» **原文抜粋**

2006/8/30 (Wed.) 17:11:28
朝。


朝練を、怪我した比呂が欠席。顔だけ出して手を振って、
先輩に挨拶して出て行っちゃったから、慌てて抜け出して比呂を追う。

俺と喧嘩した時よりも、顔の傷は酷くはないが
右腕のほうがパンパンに腫れてて、そのせいで少し熱がでてるらしい。

『どうよ、腕は。』と声をかけると、比呂が振り返り『よお。』という。
右手を俺にぶらぶらとして見せて『超余裕』と言うアイツの強がりに俺の胸が痛んだ。

『他は怪我ねえの?』
『うん。たいした怪我は別に。』
『喧嘩、おじちゃんに怒られなかった?』
『うん。喧嘩できるのは生きてる証拠だからって言われた。』
『あはは。心広い。』
『んふふ。でも、迷惑かけたのには変わんねーけど。』

笑う比呂、きっと寝てないんだろう。すげえだるそうだし、すぐ目を閉じて、首を回している。

『大丈夫なのか?そんなんで。』
『今日、製図あるから、どうしても出たいんだよ。』
『熱はいくつぐらいあんの?』
『別に。いいから早く部活もどれよ。』

最近比呂は、聞かれたくないことをふられると、てきとー言って、逃げようとする。
しかもなんか、教室とは違う方に行こうとするから、俺は比呂をひきとめて聞いた。

『なあ、どこいくの?お前。』

すると比呂は俺の方を向いて、『昨日ボコられたとこに行くんだよ』といった。

なんで?もしかして、また呼び出されたのか?

» **エントリ一覧**
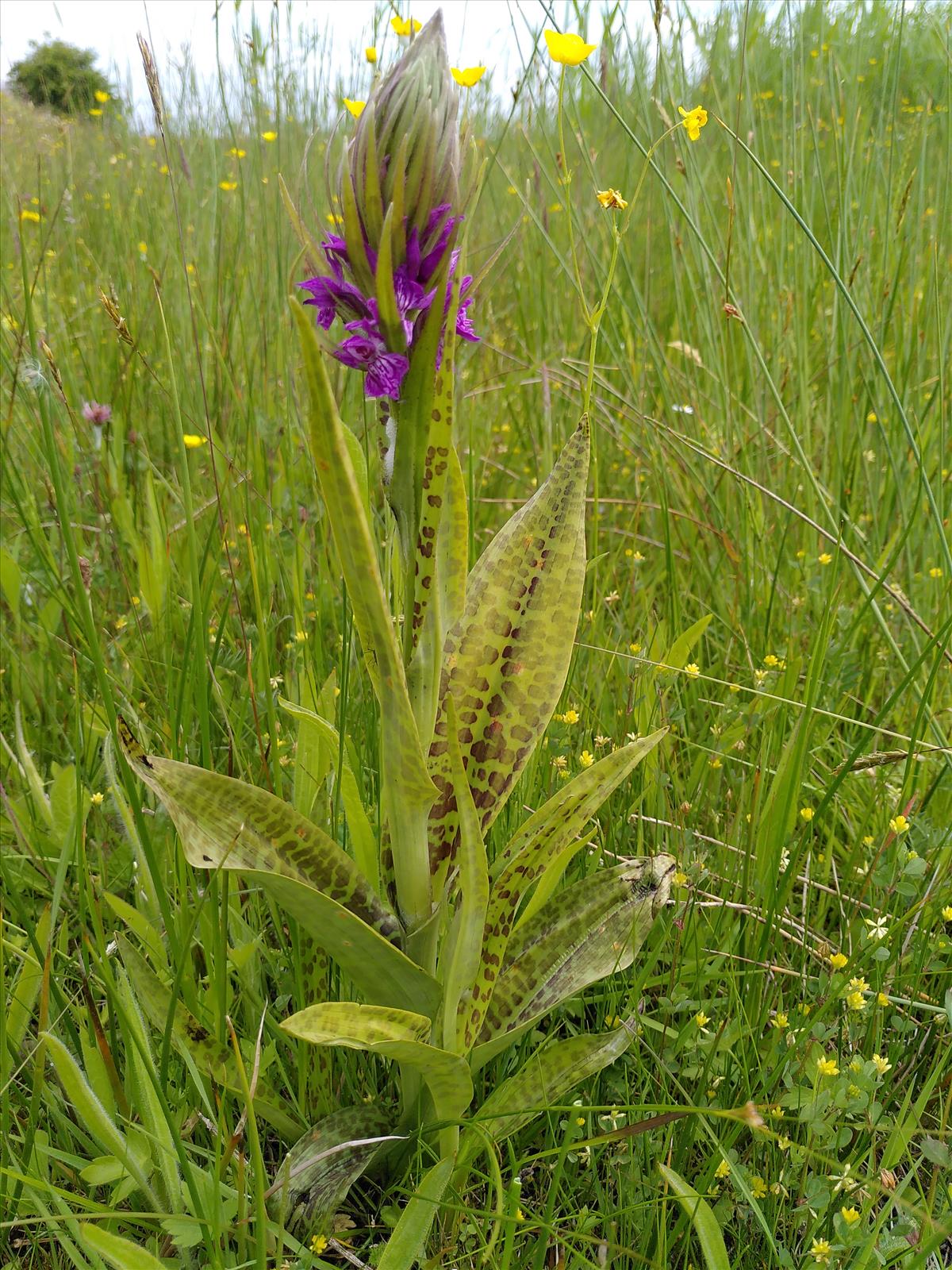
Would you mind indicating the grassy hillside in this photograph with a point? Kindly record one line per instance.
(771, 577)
==
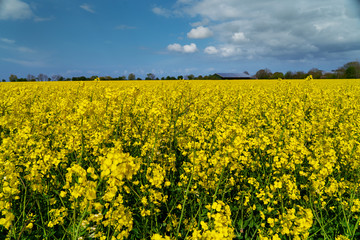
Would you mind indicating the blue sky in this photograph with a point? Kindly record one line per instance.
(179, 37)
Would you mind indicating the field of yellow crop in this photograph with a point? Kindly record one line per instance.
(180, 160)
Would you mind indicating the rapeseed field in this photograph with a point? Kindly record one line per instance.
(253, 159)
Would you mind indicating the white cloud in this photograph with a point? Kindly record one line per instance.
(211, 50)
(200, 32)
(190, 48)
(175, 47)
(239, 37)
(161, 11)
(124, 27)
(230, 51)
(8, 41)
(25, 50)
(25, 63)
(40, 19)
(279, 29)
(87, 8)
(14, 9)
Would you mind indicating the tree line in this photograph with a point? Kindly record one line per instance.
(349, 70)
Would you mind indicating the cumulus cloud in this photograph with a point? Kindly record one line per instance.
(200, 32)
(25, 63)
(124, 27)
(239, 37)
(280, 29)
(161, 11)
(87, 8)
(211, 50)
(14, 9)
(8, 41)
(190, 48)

» **課題一覧**
(a) 原文抜粋によると、比呂が今日どうしても学校に出たい理由は何ですか。
(b) 原文抜粋の続きを、最後の文「なんで?もしかして、また呼び出されたのか?」の直後から書き継いでください。
エントリは原文抜粋の内容とは関係がありません。

» **解答**
(a) 今日、製図があるから。

(b)
昨日比呂を助けられなかった罪悪感でいっぱいの俺は、一睡も出来やしなくって
だからもう頭が冷静じゃないから、比呂の顔に平手打ちをしてしまった。

『いってえなあ!なにすんだよ!』比呂が怒る。
『お前また、空手部のあいつらと、喧嘩する気だろ。』
『は?なんでそうなんだよ。しねえよ。』
『嘘付け。ふざけんな。なんで俺に相談しねえんだよ。』

そしたら比呂は俺の腹を、蹴飛ばして俺に怒鳴り散らした。

『なんで俺が嘘つかなきゃなんねーんだよっ。憶測で突っ走ってんじゃねーよっ。』

・・・比呂は憶測で物事言われるのが大嫌いだ。
わかってんだけど・・わかってんだけど・・だけど・・・・。

俺は気が抜けて、比呂の肩に顔をのせぎゅっと抱きしめた。
比呂が一瞬痛そうな表情をする。・・ほらみろ・・。
服着たら見えないようなとこを、狙われたんだな。やせ我慢しやがって。

『どけよー。』といって、本気で嫌がる比呂だったが
俺が半泣きなのに気がついて、そのあとは黙って俺に抱きしめさせてくれた。

『お前見てるとあぶなっかしいんだよ。だから一人きりでうろうろすんな。俺のそばにいろよ。』

俺は言う。だってそうだ。こいつはバカだから。すぐカっときて、喧嘩して、俺の気持ちに気づけやしないし。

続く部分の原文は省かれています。